What you output must match the entries exactly, apart from the pictures, which are left out.

PROVIDED RECORDS:

○ ○ ○ ○ ○

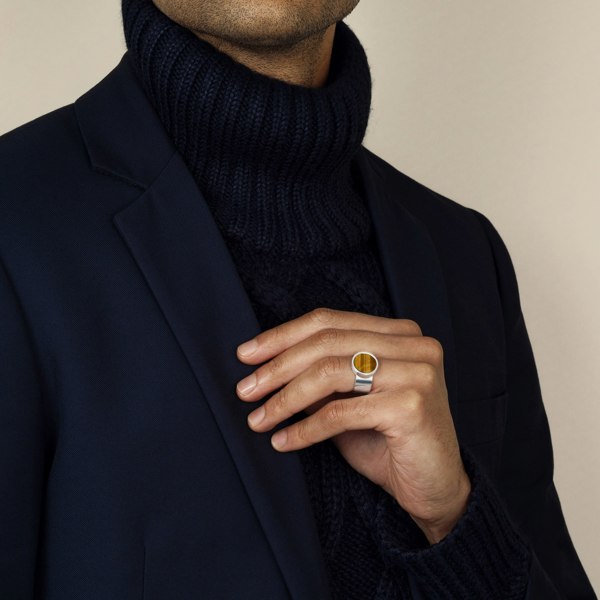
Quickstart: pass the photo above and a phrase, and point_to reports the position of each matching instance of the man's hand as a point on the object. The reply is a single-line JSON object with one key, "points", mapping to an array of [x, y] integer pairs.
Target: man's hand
{"points": [[400, 435]]}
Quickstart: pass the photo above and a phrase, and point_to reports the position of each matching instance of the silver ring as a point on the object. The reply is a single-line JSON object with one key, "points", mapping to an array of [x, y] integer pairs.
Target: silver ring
{"points": [[364, 366]]}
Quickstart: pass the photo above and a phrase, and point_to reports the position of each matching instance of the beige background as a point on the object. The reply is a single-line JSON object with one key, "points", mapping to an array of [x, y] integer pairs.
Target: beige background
{"points": [[494, 105]]}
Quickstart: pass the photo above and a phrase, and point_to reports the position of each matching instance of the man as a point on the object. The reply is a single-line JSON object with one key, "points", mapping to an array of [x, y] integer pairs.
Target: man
{"points": [[242, 357]]}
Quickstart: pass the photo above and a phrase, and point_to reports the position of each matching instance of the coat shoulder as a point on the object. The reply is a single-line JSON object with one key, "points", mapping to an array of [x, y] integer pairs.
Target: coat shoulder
{"points": [[446, 220]]}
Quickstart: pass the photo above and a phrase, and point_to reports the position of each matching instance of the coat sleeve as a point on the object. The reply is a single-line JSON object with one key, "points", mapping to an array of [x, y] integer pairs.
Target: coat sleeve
{"points": [[21, 449], [526, 474], [512, 541]]}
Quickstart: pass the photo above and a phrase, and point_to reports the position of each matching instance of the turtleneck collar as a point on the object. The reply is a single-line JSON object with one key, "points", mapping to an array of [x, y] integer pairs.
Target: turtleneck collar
{"points": [[272, 159]]}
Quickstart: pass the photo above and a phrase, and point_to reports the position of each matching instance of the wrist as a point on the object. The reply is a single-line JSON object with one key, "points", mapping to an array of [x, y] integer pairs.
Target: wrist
{"points": [[438, 528]]}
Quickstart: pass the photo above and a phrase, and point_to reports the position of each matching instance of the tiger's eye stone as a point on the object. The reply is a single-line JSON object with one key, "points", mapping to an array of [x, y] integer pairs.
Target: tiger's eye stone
{"points": [[364, 363]]}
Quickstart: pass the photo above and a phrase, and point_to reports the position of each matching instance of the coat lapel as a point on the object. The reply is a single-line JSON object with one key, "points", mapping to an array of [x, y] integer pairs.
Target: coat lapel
{"points": [[175, 242], [410, 263]]}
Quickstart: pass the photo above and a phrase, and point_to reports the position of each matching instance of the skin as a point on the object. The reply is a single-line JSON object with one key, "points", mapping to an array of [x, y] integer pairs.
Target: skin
{"points": [[401, 435], [290, 40]]}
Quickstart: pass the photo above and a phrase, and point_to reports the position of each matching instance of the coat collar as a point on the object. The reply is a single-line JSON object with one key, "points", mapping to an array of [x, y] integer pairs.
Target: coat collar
{"points": [[175, 242]]}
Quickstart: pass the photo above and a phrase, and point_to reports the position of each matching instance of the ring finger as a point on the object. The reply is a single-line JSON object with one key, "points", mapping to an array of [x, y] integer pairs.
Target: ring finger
{"points": [[324, 378]]}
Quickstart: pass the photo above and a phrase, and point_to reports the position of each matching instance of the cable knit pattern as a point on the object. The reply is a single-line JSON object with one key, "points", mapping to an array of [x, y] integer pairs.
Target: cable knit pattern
{"points": [[274, 162]]}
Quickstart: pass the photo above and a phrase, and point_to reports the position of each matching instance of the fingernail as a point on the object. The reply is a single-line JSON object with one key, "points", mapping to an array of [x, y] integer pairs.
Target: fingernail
{"points": [[248, 348], [245, 386], [279, 440], [256, 417]]}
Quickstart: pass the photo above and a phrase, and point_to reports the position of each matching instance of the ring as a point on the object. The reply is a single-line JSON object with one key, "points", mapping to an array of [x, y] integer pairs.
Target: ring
{"points": [[364, 365]]}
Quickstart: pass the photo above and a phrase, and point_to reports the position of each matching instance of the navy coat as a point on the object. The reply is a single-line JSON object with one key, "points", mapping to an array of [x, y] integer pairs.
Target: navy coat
{"points": [[127, 470]]}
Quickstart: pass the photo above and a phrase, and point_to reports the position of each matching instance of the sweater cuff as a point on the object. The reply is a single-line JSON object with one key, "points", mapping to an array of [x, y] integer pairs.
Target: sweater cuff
{"points": [[482, 557]]}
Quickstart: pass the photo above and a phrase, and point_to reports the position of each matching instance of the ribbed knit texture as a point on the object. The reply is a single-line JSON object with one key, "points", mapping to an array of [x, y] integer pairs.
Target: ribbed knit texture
{"points": [[274, 162]]}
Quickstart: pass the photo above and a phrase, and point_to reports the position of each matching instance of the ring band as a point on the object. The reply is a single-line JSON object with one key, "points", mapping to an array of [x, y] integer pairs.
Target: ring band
{"points": [[364, 366]]}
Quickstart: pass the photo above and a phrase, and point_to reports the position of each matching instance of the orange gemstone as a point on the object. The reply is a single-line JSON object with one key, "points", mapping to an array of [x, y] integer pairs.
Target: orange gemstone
{"points": [[365, 363]]}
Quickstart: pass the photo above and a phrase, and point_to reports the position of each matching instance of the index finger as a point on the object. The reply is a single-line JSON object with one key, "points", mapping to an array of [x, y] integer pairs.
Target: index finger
{"points": [[274, 341]]}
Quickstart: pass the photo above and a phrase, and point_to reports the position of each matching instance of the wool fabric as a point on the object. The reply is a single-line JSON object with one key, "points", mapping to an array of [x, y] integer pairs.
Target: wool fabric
{"points": [[275, 164]]}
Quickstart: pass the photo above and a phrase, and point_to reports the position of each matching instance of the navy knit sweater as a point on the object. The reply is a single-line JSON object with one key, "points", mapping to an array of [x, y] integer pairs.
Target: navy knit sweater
{"points": [[275, 164]]}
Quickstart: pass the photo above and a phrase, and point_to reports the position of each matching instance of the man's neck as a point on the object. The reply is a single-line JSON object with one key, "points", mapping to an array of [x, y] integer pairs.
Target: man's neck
{"points": [[305, 63]]}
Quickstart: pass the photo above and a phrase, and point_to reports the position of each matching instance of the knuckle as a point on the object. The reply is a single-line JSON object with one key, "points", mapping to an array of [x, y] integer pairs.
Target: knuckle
{"points": [[434, 349], [323, 316], [276, 366], [412, 327], [334, 412], [328, 337], [328, 366], [302, 431], [279, 401], [428, 375], [413, 403]]}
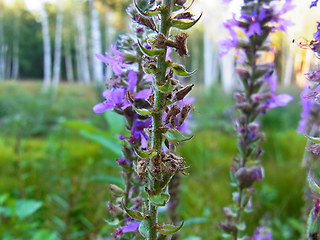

○ ○ ○ ○ ○

RESPONSE TO THIS EXERCISE:
Quickstart: pass the photo above and a phrase, and point_to reports the position of each matching instance of the man's hand as a point on the object. The reply is a single-line JSON object with one key, "points", mapping to an array of [x, y] integer pairs.
Target: man's hand
{"points": [[400, 435]]}
Quickstart: pass the photo above and a phrase, and point_to reports the position of each matching instance of the silver ring as a point on the object. The reply is a single-line JSON object with one key, "points", mapping to an array of [x, y] integer pairs.
Target: silver ring
{"points": [[364, 366]]}
Quickstart: pass the photo above and a phrase, and point_to reports the position of each matching instance of the beige background as a point on the object. The reply is a single-line JSON object with one key, "points", mapping to an array of [x, y] integer pairs.
Target: beige background
{"points": [[494, 105]]}
Quickstart: pass the photo above and a phrase, and point_to reports the position of each matching instance of the man as a point on the object. The reply is a single-line JSON object with one key, "points", mapping to an array of [x, y] integer pairs.
Target: man
{"points": [[242, 357]]}
Quickstart: pass the photo above and a phrase, and point_to reports the position of each matching instance of the coat shoulder as a point on the object. The reply is a single-line JSON object with one key, "points", mapping to an array of [x, y] integer pairs.
Target: coat shoulder
{"points": [[446, 220]]}
Quickstart: pass the photo above and a phrase, and point_to reports the position of each matching instance of the coat sleeve as a point on the object. The reply is a single-line JSON object with one key, "points", mapping to an array of [x, y] integer pairs.
Target: coat sleeve
{"points": [[21, 449], [526, 474], [512, 541]]}
Quickstart: pass the photo above and a phrase, and point_to reports the position of each matching instance of the turtleneck collar as a point on the object. The reply is a single-line JSON object with one key, "points", mapping to an array of [x, y] integer pairs.
Target: turtleneck collar
{"points": [[272, 159]]}
Quickstart: pass the photo above and a phrase, and point_to reports the position of each matching instance of the wrist as a point on the object. The reply is a single-line JSON object with one key, "points", mapping to an array of [x, y] integer pairs.
Target: wrist
{"points": [[438, 528]]}
Quickstart: pass the photo above and a phrase, and point_to reports the position of each matching instance of the tiger's eye stone as a point on the object. The reply is a single-line JSON object with one key, "points", mapping to an array of [x, y] integer pairs.
Target: tiger's eye stone
{"points": [[364, 363]]}
Quickstart: pass the photo above and a phrase, and point_to reports the position of each matching instance of the coat lapel as a point on the object. The reply is a single-line JSON object with one key, "points", mapping to an array of [x, y] integer pairs.
Target: coat lapel
{"points": [[175, 242], [410, 263]]}
Quickstart: pass the photo above and a phrase, and point_to reports the position of each matching instance of the skin as a point on the object. The reply is a single-line JSON object with one key, "points", mapping to an array of [x, y] integer pairs.
Target: skin
{"points": [[401, 435], [290, 40]]}
Quickstart: pass the photo above and a phrase, and point_to reports the position of each matching instance of the coat collar as a point on the object. The reply is a single-line JSON object with one key, "points", mapping to an array of [x, y] integer pairs.
Target: coat collar
{"points": [[175, 242]]}
Quickstart: pass the photo above and a phrase, and point_to reports the position of each matching instance of the ring finger as a point on the object. The reply is a single-line JSON object with one key, "points", mapping to an array of [x, y] integer pairs.
Target: ring finger
{"points": [[324, 378]]}
Quickstart: pass the photo above and a phrase, and point_to reports the position of each matching instance of the cable knit pattern as a point on the object. The reply is a single-line JSON object with one key, "points", mapping to an array of [x, y] integer pairs.
Target: cable knit pattern
{"points": [[274, 162]]}
Quickstart: pass the photo above and a phrase, and point_to reports the position of each matching instance of the fingernail as a point on the object. The reply is a single-line JSON object with one key, "points", mapping to an array of [x, y] integer pairs.
Target: fingernail
{"points": [[248, 348], [245, 386], [279, 440], [256, 417]]}
Quickstart: pass the photo above and a phrase, and point_to reports the position of each matching instance of the ring as a point on the object. The reply is a single-line JSON object with one key, "points", mapping to an array of [x, y] integer pairs.
Target: ring
{"points": [[364, 365]]}
Quickstart: pass the photo above and a phrase, and point_to reports the position of each matching instance of the navy coat as a point on the object. The reply is a single-line JSON object with one key, "points", mapping to an array of [x, y] integer pairs.
Target: navy coat
{"points": [[127, 470]]}
Quickstart: pass the photo above and a phrase, and point_to reports the position of each matching instance of the sweater cuff as a point on the object. The reply is a single-line JSON object with one key, "points", mapping to an array of [x, y] integer pairs.
Target: sweater cuff
{"points": [[482, 557]]}
Quickstart: pass the photo above and a phrase, and point_to reports the position of each matching instance of the ribbed knit texture as a point on the object. The reply is a single-line JSON object with one key, "points", mapping to an array of [x, y] integer pairs.
Target: ribbed knit texture
{"points": [[274, 162]]}
Quickstart: pass the photo above and a phrase, and point_to reports the position of each matching instance of the ring band as a point on the object. The reply is a single-line JSON object with one key, "points", mapping to an array of [x, y] integer pairs.
Target: ring band
{"points": [[364, 366]]}
Quickstart: pass the photo above and a phrase, and point_to reports the position of each matching instance of the orange gemstone as a point on the object. The reply is a single-line JSON object with one key, "points", mapping to an array of [x, y] integer pairs.
Target: orange gemstone
{"points": [[365, 363]]}
Quickstart: pass the photo above and a phrase, and point_to reports the position of each matching instance of the index finger as a point on the object. The reply is a single-line JSON object with one key, "points", mapping to an array of [x, y] integer pairs.
Target: index finger
{"points": [[274, 341]]}
Quickstart: pass the photo above and a phrase, and point_to reports the position of each matching instance of the wool fabric as a point on the object. The reply is a single-line JSON object with one key, "points", mapping to an array of [x, y] integer pairs.
Target: wool fabric
{"points": [[275, 164]]}
Quickstart: pass the photo above and a phrase, and point_to reports the position of each matching instance of the navy knit sweater as a point on the object. The reply is a single-line JSON object with one key, "points", mapping to an array of [x, y] integer pairs.
Target: navy knit sweater
{"points": [[275, 164]]}
Quickstart: pass the photo above and a phrase, and point_to reports the position of each matching instance of the man's neck as a point on the object. The reply is a single-line JSON object with one key, "points", mapping to an array of [x, y] integer pairs.
Target: man's neck
{"points": [[305, 63]]}
Quickstart: pass the photo above and a phrase, and point_to reports the position of each matching instance of the knuckle as a point on the object. The reply is a single-line JSON object with one key, "points", mapping to an array of [x, y] integer pairs.
Target: knuckle
{"points": [[434, 349], [323, 316], [276, 366], [412, 327], [334, 412], [328, 337], [328, 366], [302, 431], [279, 401], [428, 375], [413, 403]]}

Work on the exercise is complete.